Copy out all the entries word for word.

** start Exercise materials **

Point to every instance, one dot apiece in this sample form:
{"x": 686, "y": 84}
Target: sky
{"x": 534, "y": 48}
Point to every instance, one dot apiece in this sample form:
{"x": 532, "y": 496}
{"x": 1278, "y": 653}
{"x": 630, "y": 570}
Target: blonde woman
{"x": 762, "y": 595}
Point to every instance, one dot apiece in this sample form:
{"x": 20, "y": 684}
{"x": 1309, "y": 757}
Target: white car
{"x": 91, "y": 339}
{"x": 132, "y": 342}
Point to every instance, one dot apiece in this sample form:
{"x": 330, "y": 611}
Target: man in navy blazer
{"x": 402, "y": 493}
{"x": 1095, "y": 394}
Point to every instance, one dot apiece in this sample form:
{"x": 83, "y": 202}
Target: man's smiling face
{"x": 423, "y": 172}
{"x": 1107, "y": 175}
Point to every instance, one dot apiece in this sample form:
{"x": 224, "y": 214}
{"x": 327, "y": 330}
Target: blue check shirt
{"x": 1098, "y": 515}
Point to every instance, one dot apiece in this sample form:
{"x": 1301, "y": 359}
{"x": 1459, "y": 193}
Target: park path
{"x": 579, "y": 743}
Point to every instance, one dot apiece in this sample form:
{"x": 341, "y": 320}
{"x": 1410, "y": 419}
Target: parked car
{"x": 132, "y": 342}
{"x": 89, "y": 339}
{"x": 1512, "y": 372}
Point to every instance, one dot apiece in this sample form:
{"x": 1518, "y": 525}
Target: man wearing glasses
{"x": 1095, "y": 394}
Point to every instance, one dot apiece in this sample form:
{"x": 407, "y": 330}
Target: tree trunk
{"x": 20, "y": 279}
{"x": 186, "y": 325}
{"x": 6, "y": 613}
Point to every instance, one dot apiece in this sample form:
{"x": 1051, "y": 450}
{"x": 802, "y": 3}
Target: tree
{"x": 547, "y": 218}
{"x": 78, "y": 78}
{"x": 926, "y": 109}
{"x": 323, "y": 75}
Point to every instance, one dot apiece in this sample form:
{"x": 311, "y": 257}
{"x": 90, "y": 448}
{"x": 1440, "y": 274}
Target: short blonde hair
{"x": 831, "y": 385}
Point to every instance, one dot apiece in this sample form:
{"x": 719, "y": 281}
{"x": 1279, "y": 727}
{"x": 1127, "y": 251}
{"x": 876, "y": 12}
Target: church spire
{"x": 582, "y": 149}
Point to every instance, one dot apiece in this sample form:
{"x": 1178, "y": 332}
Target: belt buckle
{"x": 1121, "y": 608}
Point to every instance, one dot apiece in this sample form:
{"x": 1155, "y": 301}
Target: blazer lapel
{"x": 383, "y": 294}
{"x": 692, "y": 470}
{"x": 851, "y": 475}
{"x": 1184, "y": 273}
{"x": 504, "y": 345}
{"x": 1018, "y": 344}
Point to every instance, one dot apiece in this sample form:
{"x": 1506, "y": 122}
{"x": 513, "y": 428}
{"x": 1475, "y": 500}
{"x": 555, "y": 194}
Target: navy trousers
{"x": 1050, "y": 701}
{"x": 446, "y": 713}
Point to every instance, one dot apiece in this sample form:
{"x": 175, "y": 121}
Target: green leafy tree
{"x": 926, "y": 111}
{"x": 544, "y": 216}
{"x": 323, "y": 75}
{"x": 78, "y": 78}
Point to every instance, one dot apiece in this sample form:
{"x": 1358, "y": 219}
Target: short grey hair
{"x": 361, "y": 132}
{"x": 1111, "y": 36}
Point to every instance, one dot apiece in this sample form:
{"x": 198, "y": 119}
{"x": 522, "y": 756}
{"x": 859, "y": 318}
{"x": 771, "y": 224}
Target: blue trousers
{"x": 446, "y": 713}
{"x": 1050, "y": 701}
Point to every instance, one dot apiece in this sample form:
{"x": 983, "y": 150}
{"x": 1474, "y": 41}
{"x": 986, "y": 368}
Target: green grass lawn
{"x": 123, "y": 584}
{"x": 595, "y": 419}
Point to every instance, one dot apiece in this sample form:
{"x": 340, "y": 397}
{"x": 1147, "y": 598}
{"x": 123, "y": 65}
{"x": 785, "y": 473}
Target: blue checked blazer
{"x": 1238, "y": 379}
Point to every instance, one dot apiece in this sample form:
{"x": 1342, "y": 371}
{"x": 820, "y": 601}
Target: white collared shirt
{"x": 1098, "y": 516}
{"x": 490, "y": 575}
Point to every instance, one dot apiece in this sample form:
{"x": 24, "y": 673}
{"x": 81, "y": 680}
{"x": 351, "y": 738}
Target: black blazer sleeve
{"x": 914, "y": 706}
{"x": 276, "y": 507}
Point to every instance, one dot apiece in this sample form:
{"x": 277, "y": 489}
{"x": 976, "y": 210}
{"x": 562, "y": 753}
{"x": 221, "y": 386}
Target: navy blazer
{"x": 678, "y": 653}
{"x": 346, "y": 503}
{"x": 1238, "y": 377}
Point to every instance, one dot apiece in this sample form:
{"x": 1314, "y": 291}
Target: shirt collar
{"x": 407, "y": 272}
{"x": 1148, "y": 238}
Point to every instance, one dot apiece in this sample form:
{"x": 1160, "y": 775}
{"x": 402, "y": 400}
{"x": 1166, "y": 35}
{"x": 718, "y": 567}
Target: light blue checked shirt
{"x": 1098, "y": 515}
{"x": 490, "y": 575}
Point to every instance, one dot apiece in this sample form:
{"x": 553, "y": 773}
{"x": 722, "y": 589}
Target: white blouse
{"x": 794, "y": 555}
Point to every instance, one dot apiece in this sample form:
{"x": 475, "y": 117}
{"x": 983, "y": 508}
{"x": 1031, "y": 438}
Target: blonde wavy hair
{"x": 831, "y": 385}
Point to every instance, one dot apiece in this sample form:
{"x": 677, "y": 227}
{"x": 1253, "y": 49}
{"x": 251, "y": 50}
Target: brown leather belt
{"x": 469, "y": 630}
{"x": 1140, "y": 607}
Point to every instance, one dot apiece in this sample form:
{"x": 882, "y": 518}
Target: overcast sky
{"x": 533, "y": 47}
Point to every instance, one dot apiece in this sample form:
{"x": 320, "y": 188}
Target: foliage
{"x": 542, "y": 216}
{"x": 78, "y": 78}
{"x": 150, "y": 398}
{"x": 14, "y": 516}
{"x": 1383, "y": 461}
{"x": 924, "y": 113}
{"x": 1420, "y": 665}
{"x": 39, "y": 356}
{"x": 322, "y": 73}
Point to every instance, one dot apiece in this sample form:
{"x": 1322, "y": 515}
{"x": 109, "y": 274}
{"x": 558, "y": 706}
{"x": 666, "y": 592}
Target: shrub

** end Exercise materials **

Final result »
Point to every instance, one dot apiece in this sample form:
{"x": 686, "y": 84}
Target: sky
{"x": 534, "y": 48}
Point to every instance, one dot apiece in this sample form:
{"x": 532, "y": 496}
{"x": 1278, "y": 653}
{"x": 630, "y": 570}
Target: blonde woman
{"x": 762, "y": 595}
Point to every instance, one dot apiece in this sample form:
{"x": 20, "y": 684}
{"x": 1309, "y": 757}
Target: white car
{"x": 91, "y": 339}
{"x": 132, "y": 342}
Point to every instance, one dot apiece in this sample form:
{"x": 330, "y": 611}
Target: man in navy blazer
{"x": 402, "y": 493}
{"x": 1095, "y": 394}
Point to every instance, one dot apiece in this sample form:
{"x": 83, "y": 202}
Target: man's smiling face
{"x": 423, "y": 172}
{"x": 1107, "y": 175}
Point to every instance, one dot apiece in this sample form:
{"x": 224, "y": 214}
{"x": 327, "y": 330}
Target: blue check shirt
{"x": 1098, "y": 515}
Point to every instance, one dot apiece in this sample form:
{"x": 1301, "y": 359}
{"x": 1459, "y": 193}
Target: park path
{"x": 579, "y": 743}
Point to every instance, one dot apiece in this sample form:
{"x": 341, "y": 320}
{"x": 1410, "y": 419}
Target: parked car
{"x": 132, "y": 342}
{"x": 89, "y": 339}
{"x": 1512, "y": 372}
Point to every instance, one dot apiece in this sample form:
{"x": 1518, "y": 525}
Target: man wearing glasses
{"x": 1095, "y": 394}
Point to every instance, one dot apiece in this sample form:
{"x": 407, "y": 330}
Target: tree trunk
{"x": 20, "y": 279}
{"x": 186, "y": 325}
{"x": 6, "y": 613}
Point to every instance, one dot apiece in this sample form:
{"x": 1051, "y": 450}
{"x": 802, "y": 3}
Target: tree
{"x": 547, "y": 218}
{"x": 78, "y": 78}
{"x": 926, "y": 109}
{"x": 323, "y": 75}
Point to every instance, one dot apiece in this sample form:
{"x": 311, "y": 257}
{"x": 90, "y": 448}
{"x": 1440, "y": 274}
Target: short blonde hair
{"x": 831, "y": 385}
Point to every instance, one dot apiece in this sample form:
{"x": 719, "y": 281}
{"x": 1279, "y": 727}
{"x": 1127, "y": 251}
{"x": 876, "y": 12}
Target: church spire
{"x": 582, "y": 149}
Point to every instance, one dot apiece in this sample form:
{"x": 1178, "y": 332}
Target: belt buckle
{"x": 1121, "y": 608}
Point to every instance, one dot apiece in this sample form:
{"x": 1155, "y": 301}
Target: blazer lapel
{"x": 383, "y": 294}
{"x": 692, "y": 470}
{"x": 851, "y": 475}
{"x": 1184, "y": 273}
{"x": 504, "y": 345}
{"x": 1018, "y": 344}
Point to every instance, one dot apiece in this sample form:
{"x": 1506, "y": 122}
{"x": 513, "y": 428}
{"x": 1475, "y": 500}
{"x": 555, "y": 194}
Target: navy trousers
{"x": 1050, "y": 701}
{"x": 446, "y": 713}
Point to every instance, one dot apiece in this sample form:
{"x": 175, "y": 121}
Target: green leafy tree
{"x": 926, "y": 111}
{"x": 544, "y": 216}
{"x": 323, "y": 75}
{"x": 78, "y": 78}
Point to every instance, one dot apiece in this sample form:
{"x": 1358, "y": 219}
Target: short grey hair
{"x": 361, "y": 132}
{"x": 1111, "y": 36}
Point to every instance, one dot apiece in this sample form:
{"x": 198, "y": 119}
{"x": 522, "y": 756}
{"x": 859, "y": 318}
{"x": 771, "y": 224}
Target: blue trousers
{"x": 446, "y": 713}
{"x": 1050, "y": 701}
Point to every instance, one dot apiece in this sample form:
{"x": 983, "y": 150}
{"x": 1474, "y": 41}
{"x": 986, "y": 368}
Target: green grass lawn
{"x": 123, "y": 584}
{"x": 595, "y": 419}
Point to every instance, one dot apiece in this sample form:
{"x": 340, "y": 397}
{"x": 1147, "y": 598}
{"x": 123, "y": 65}
{"x": 785, "y": 473}
Target: blue checked blazer
{"x": 1238, "y": 379}
Point to every instance, one dot apiece in this sample form:
{"x": 1342, "y": 371}
{"x": 820, "y": 601}
Target: white collared shirt
{"x": 1098, "y": 516}
{"x": 490, "y": 575}
Point to every instance, one dot apiece in this sample form:
{"x": 24, "y": 673}
{"x": 81, "y": 680}
{"x": 351, "y": 738}
Target: black blazer sleeve
{"x": 914, "y": 706}
{"x": 276, "y": 507}
Point to every instance, one dot apiece in this sample form:
{"x": 277, "y": 489}
{"x": 976, "y": 210}
{"x": 562, "y": 753}
{"x": 221, "y": 386}
Target: navy blazer
{"x": 678, "y": 653}
{"x": 346, "y": 503}
{"x": 1238, "y": 377}
Point to every instance, one dot apiece in this sample form:
{"x": 1314, "y": 291}
Target: shirt collar
{"x": 407, "y": 272}
{"x": 1148, "y": 238}
Point to every instance, one dot apiece in this sample form:
{"x": 1160, "y": 775}
{"x": 402, "y": 400}
{"x": 1166, "y": 35}
{"x": 718, "y": 567}
Target: light blue checked shirt
{"x": 1098, "y": 515}
{"x": 490, "y": 575}
Point to every instance, one dot apiece in this sample form:
{"x": 553, "y": 773}
{"x": 722, "y": 589}
Target: white blouse
{"x": 794, "y": 555}
Point to every instance, one dot apiece in this sample form:
{"x": 475, "y": 117}
{"x": 983, "y": 508}
{"x": 1031, "y": 438}
Target: blonde wavy hair
{"x": 831, "y": 385}
Point to every instance, one dot apiece in this sample form:
{"x": 677, "y": 227}
{"x": 1253, "y": 49}
{"x": 251, "y": 50}
Target: brown leather belt
{"x": 469, "y": 630}
{"x": 1140, "y": 607}
Point to every instance, one dot apiece in this sample form:
{"x": 882, "y": 518}
Target: overcast sky
{"x": 533, "y": 47}
Point to every instance, one dot apiece in this sample form:
{"x": 320, "y": 188}
Target: foliage
{"x": 542, "y": 216}
{"x": 78, "y": 78}
{"x": 150, "y": 398}
{"x": 14, "y": 516}
{"x": 1383, "y": 461}
{"x": 924, "y": 113}
{"x": 1420, "y": 665}
{"x": 39, "y": 356}
{"x": 322, "y": 73}
Point to every instance, one dot apiece in this sample form:
{"x": 1322, "y": 515}
{"x": 109, "y": 274}
{"x": 558, "y": 706}
{"x": 666, "y": 592}
Target: shrub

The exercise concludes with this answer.